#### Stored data

+===+

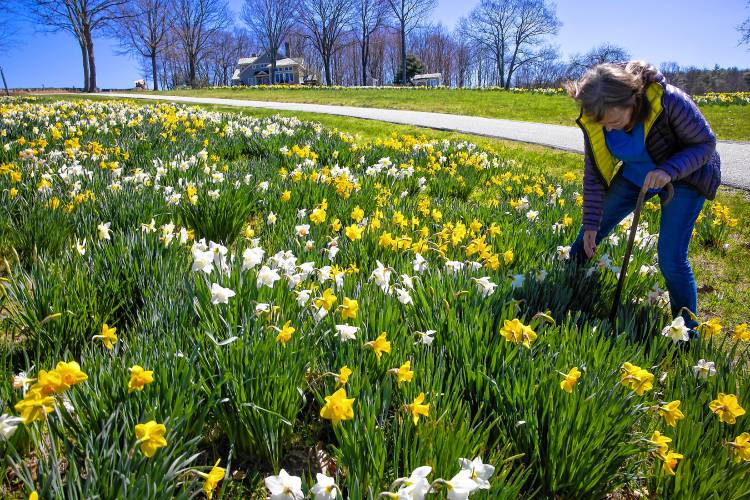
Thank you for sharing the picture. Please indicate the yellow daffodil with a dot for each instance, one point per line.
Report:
(661, 442)
(710, 328)
(380, 345)
(417, 409)
(671, 459)
(516, 332)
(151, 437)
(741, 447)
(727, 407)
(343, 376)
(403, 373)
(349, 308)
(285, 333)
(139, 378)
(34, 406)
(327, 300)
(108, 336)
(570, 379)
(338, 407)
(212, 479)
(671, 413)
(636, 378)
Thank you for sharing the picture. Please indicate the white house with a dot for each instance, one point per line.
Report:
(256, 70)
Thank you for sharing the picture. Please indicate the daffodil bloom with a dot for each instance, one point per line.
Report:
(108, 336)
(343, 376)
(403, 373)
(727, 407)
(741, 447)
(704, 369)
(379, 345)
(338, 407)
(570, 379)
(284, 487)
(671, 413)
(327, 300)
(139, 378)
(516, 332)
(417, 409)
(215, 475)
(349, 308)
(325, 488)
(661, 443)
(677, 330)
(285, 333)
(742, 332)
(151, 437)
(710, 328)
(671, 460)
(636, 378)
(34, 406)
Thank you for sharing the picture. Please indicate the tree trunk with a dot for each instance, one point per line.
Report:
(92, 63)
(154, 72)
(403, 54)
(85, 57)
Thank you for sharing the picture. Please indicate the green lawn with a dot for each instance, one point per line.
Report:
(729, 122)
(722, 275)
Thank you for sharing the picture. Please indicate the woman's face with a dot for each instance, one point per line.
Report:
(616, 118)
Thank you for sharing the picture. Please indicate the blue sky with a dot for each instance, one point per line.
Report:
(689, 32)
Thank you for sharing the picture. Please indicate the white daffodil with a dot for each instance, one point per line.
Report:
(252, 257)
(81, 246)
(419, 263)
(8, 425)
(479, 472)
(284, 486)
(220, 295)
(677, 330)
(704, 369)
(325, 488)
(103, 230)
(203, 260)
(416, 486)
(402, 294)
(563, 253)
(346, 332)
(485, 286)
(267, 277)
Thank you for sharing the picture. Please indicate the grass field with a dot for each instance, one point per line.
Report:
(730, 122)
(197, 302)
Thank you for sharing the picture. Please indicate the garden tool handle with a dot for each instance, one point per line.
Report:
(631, 239)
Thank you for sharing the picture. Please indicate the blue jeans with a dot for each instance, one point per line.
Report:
(675, 230)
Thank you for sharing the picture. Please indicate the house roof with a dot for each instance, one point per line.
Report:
(427, 76)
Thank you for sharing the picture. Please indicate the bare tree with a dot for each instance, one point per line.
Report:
(142, 30)
(369, 16)
(270, 21)
(535, 19)
(744, 30)
(408, 15)
(196, 23)
(604, 53)
(81, 18)
(325, 22)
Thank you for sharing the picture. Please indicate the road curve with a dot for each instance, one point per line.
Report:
(735, 155)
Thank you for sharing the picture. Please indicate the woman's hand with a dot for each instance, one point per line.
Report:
(589, 243)
(656, 179)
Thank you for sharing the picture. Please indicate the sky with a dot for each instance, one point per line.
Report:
(657, 31)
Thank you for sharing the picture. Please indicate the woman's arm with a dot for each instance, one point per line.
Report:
(692, 131)
(594, 190)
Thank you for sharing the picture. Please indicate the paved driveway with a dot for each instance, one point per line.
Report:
(735, 156)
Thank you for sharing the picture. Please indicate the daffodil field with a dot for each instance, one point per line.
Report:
(201, 304)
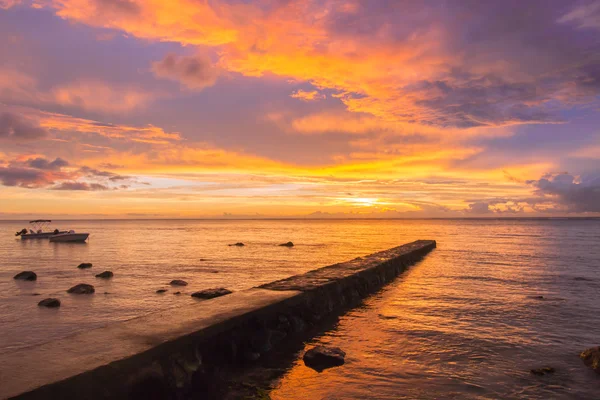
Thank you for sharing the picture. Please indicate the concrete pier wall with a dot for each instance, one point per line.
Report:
(189, 352)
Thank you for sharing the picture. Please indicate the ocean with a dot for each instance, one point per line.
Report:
(465, 322)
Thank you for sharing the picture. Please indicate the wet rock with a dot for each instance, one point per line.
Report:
(298, 325)
(591, 358)
(82, 288)
(251, 356)
(50, 303)
(105, 275)
(211, 293)
(542, 371)
(320, 358)
(26, 276)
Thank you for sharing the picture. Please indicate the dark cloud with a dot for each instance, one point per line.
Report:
(42, 163)
(573, 194)
(503, 67)
(80, 186)
(15, 127)
(196, 72)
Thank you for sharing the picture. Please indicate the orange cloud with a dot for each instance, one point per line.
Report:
(307, 96)
(148, 134)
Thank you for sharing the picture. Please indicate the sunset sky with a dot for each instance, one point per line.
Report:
(294, 108)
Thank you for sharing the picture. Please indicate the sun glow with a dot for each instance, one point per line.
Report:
(362, 201)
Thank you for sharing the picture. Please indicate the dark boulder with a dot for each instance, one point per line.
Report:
(542, 371)
(591, 358)
(50, 303)
(320, 358)
(26, 276)
(105, 275)
(82, 288)
(211, 293)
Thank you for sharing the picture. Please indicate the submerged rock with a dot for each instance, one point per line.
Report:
(26, 276)
(591, 358)
(320, 358)
(542, 371)
(105, 275)
(211, 293)
(82, 288)
(50, 303)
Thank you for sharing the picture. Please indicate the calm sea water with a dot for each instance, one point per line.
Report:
(463, 323)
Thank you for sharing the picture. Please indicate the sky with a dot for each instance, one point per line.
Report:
(299, 108)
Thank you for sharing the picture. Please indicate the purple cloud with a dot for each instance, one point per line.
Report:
(195, 72)
(24, 177)
(80, 186)
(42, 163)
(15, 127)
(576, 195)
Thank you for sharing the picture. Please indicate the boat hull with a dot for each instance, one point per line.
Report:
(70, 238)
(43, 235)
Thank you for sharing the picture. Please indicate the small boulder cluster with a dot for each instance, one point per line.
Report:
(82, 288)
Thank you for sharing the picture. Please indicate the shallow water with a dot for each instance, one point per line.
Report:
(463, 323)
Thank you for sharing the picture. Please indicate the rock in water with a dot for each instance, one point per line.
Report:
(591, 358)
(211, 293)
(82, 288)
(50, 303)
(320, 358)
(26, 276)
(542, 371)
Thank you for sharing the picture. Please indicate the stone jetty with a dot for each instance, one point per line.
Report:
(175, 353)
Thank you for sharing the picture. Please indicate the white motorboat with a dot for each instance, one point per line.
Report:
(37, 230)
(70, 237)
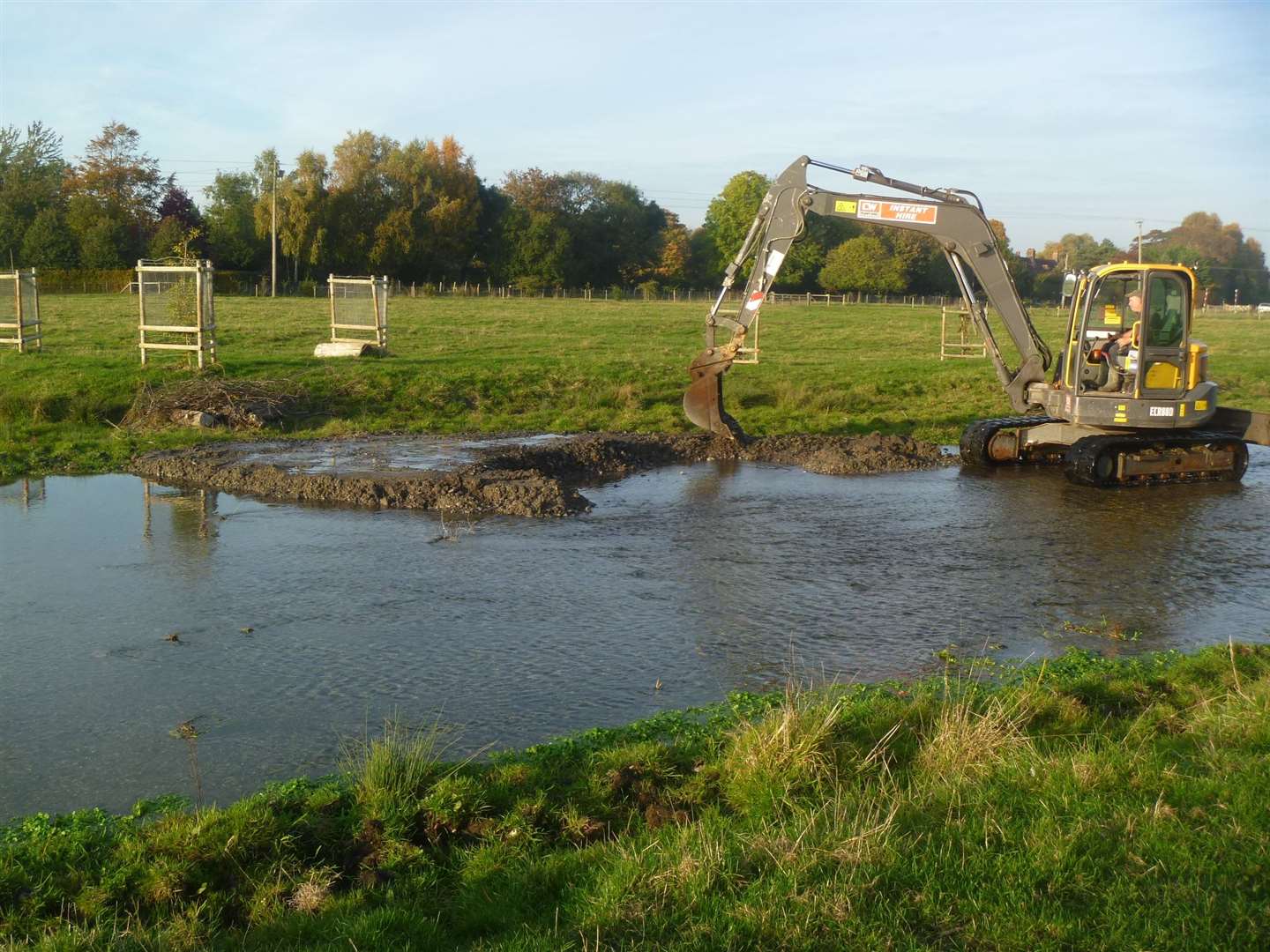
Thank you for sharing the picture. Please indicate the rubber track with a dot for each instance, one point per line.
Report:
(1082, 457)
(977, 435)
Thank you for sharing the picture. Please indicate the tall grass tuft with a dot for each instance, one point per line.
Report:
(782, 755)
(392, 773)
(972, 736)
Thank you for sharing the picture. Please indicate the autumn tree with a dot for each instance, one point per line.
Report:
(32, 172)
(1224, 260)
(230, 219)
(113, 197)
(49, 242)
(673, 250)
(1080, 251)
(863, 264)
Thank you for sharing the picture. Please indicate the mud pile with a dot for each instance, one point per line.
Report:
(539, 480)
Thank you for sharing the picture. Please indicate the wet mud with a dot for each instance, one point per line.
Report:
(534, 480)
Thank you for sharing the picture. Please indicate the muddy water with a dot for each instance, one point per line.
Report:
(300, 625)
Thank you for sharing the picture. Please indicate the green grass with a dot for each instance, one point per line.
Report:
(539, 365)
(1084, 804)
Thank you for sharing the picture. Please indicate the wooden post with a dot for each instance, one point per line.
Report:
(141, 303)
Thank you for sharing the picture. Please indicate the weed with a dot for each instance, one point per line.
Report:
(394, 770)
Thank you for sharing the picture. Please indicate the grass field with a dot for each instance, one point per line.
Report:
(487, 365)
(1084, 805)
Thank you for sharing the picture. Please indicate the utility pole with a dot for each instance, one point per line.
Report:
(273, 231)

+===+

#### HOW TO COMPLETE THIS TASK
Produce a verbatim copy of every entry, excluding pictures.

#### ANSWER TO THE PROBLEM
Thank you for sharing the picture. Please indicate the yellow daffodil with a dot for each instance, one point per line.
Report:
(661, 442)
(710, 328)
(380, 345)
(417, 409)
(671, 459)
(516, 332)
(151, 437)
(741, 447)
(727, 407)
(343, 376)
(403, 373)
(349, 308)
(285, 333)
(139, 378)
(34, 406)
(327, 300)
(108, 336)
(570, 379)
(338, 407)
(212, 479)
(671, 413)
(636, 378)
Thank you for sharing the picture. Please indicate the white house with a dot for each instance, one point per line.
Report:
(256, 70)
Thank you for sharing the picture. Please indicate the daffodil bloom with a dot for each instance, one point per line.
Report:
(108, 336)
(343, 376)
(403, 373)
(727, 407)
(741, 447)
(704, 369)
(379, 345)
(338, 407)
(570, 379)
(284, 487)
(671, 413)
(327, 300)
(139, 378)
(516, 332)
(417, 409)
(215, 475)
(349, 308)
(325, 488)
(661, 443)
(677, 330)
(285, 333)
(742, 332)
(151, 437)
(710, 328)
(671, 460)
(636, 378)
(34, 406)
Thank you for sharing the picture. Please indicate the tree trunk with a dot for each instance, one point per line.
Report:
(92, 63)
(154, 72)
(403, 54)
(85, 57)
Thank you for sharing the picture. Please indicate the green lawn with a dot for each instance, one point per line.
Report:
(729, 122)
(722, 275)
Thank you for sharing the picture. Please indicate the woman's face with a dot for each instance, one point per line.
Report:
(616, 118)
Thank you for sharing the picture. Please indicate the blue sky with a dot for each instance, one point per line.
Report:
(689, 32)
Thank you for sharing the picture. Please indicate the white daffodil with a dot for each instance, one point per line.
Report:
(252, 257)
(81, 246)
(419, 263)
(8, 425)
(479, 472)
(284, 486)
(220, 295)
(677, 330)
(704, 369)
(325, 488)
(103, 230)
(203, 260)
(416, 486)
(402, 294)
(563, 253)
(346, 332)
(485, 286)
(267, 277)
Thank you for sharing the picture. Please indicate the grass field with a dot for each instance, one point per line.
Report:
(730, 122)
(197, 302)
Thank you for sharing the picture. Please indicate the garden tool handle with a dot for each instance, one point per line.
Report:
(631, 239)
Thank you for sharing the picture. Please indicate the blue jeans with a dot for each instance, one point per line.
Report:
(675, 230)
Thank you for sharing the picture. Please indicate the house roof with a dot for each instance, one point per line.
Report:
(427, 76)
Thank you for sharing the picture. Please indicate the bare tree with a dot for each instance, one point per line.
Report:
(142, 30)
(369, 16)
(270, 21)
(535, 19)
(744, 30)
(408, 15)
(196, 23)
(604, 53)
(81, 18)
(325, 22)
Thank you for sharing the picture. Please indicate the road curve with a dot for each instance, one point per line.
Report:
(735, 155)
Thank you for sharing the picture. Please indicate the woman's hand with a dot for each instance, one point per line.
Report:
(589, 243)
(656, 179)
Thank you for sharing the picture. Please indicate the sky with a dot for each instance, one point per line.
Report:
(657, 31)
Thank you for sharing the picture. Please indicate the woman's arm with a dot for each instance, one point per line.
Report:
(692, 131)
(594, 190)
Thank you for sharing the picture. Please indicate the paved driveway with a dot for each instance, one point per line.
Report:
(735, 156)
Thank you for sharing the picture. Please indicate the daffodil field with a dot for each instance, one point per line.
Report:
(201, 304)
Thank you for sharing the picture. Please indicate the concrete pier wall with a dot for each instance, one point per line.
Report:
(189, 352)
Thank you for sharing the picture. Please indicate the ocean with a dot for each instance, one point per line.
Report:
(465, 322)
Thank you for sharing the picture. Please indicate the wet rock with a dot for each instance, one point per line.
Report:
(298, 325)
(591, 358)
(82, 288)
(251, 356)
(50, 303)
(105, 275)
(211, 293)
(542, 371)
(320, 358)
(26, 276)
Thank you for sharing the picture. Please indicate the dark cloud with a dot for each instance, one point per line.
Report:
(42, 163)
(573, 194)
(503, 67)
(80, 186)
(15, 127)
(196, 72)
Thank you for sharing the picture. Please indicate the orange cloud with a dot for each instance, one point per line.
Report:
(307, 96)
(148, 134)
Thank you for sharing the picture. Please indicate the sunset sky with a dot for each instance, one point per line.
Report:
(294, 108)
Thank you for sharing the picture. Please indicate the sun glow with a dot for each instance, one point per line.
Report:
(362, 201)
Thank you for sharing the picture. Please indicate the dark boulder with a dot for each instance, one point per line.
Report:
(542, 371)
(591, 358)
(50, 303)
(320, 358)
(26, 276)
(105, 275)
(82, 288)
(211, 293)
Thank you for sharing the picture. Please indicate the submerged rock with a dot for each instance, one point per line.
Report:
(26, 276)
(591, 358)
(320, 358)
(542, 371)
(105, 275)
(211, 293)
(82, 288)
(50, 303)
Thank you for sharing the picture. Please indicate the calm sea water with a dot for each instance, one point per line.
Report:
(463, 323)
Thank you for sharing the picture. Please indicate the sky with a dot for each instance, one point per line.
Report:
(299, 108)
Thank you for sharing the picture. Please indicate the purple cloud with a dot for each instance, one point per line.
Report:
(195, 72)
(24, 177)
(80, 186)
(42, 163)
(15, 127)
(576, 195)
Thank you for sharing the picture. Please indicate the boat hull with a dot for each instance, one point per line.
Report:
(70, 238)
(43, 235)
Thank you for sharing the picture. Please indicate the small boulder cluster with a dot for each instance, one point per line.
Report:
(82, 288)
Thank you for sharing the picture. Please indicate the shallow water with a dot for each instance, one point per line.
Report:
(463, 323)
Thank you for sharing the picture. Please indicate the rock in water with a dot for each instance, one point per line.
Report:
(591, 358)
(211, 293)
(82, 288)
(50, 303)
(320, 358)
(26, 276)
(542, 371)
Thank you for sharing the picture. Please indicate the stone jetty with a dot for each instance, one point per line.
Report:
(175, 353)
Thank you for sharing the picture. Please indicate the white motorboat with a dot for each instance, one point per line.
Report:
(37, 230)
(70, 237)
Thank you for sharing the picture. Please indicate the rubber track with a dot for each instance, one point per line.
Report:
(1082, 457)
(977, 435)
Thank you for sharing the picture. Please indicate the tall grass tuft with a dot for each instance, one point per line.
Report:
(782, 755)
(392, 773)
(972, 736)
Thank you for sharing the picture. Please indicate the autumn tree with a dot for each instance, one point per line.
Report:
(32, 172)
(1224, 260)
(230, 219)
(113, 197)
(49, 242)
(673, 250)
(1080, 251)
(863, 264)
Thank you for sharing the picture. Please indicate the mud pile with a dot for each instance, one point per line.
Report:
(539, 480)
Thank you for sharing the picture. Please indicate the wet mud with a dot for each instance, one point per line.
Report:
(534, 480)
Thank you for sharing the picture. Please indicate the muddy water with a dot for each instance, one point per line.
Report:
(300, 625)
Thank you for sharing the picture. Please indicate the green grass with a dot for each instance, one point per line.
Report:
(539, 365)
(1084, 804)
Thank you for sharing the picture. Please indicate the wooden post with a dot for each instance, one point per line.
Report:
(141, 303)
Thank you for sharing the picture. Please indicate the weed with a dot for each instance, one point per line.
Report:
(394, 770)
Thank you for sharing the picture. Please indicate the grass field with a dot for each instance, one point per line.
Report:
(487, 365)
(1084, 805)
Thank you for sharing the picture. Please indicate the utility pole with a dot for each instance, one point per line.
Report:
(273, 231)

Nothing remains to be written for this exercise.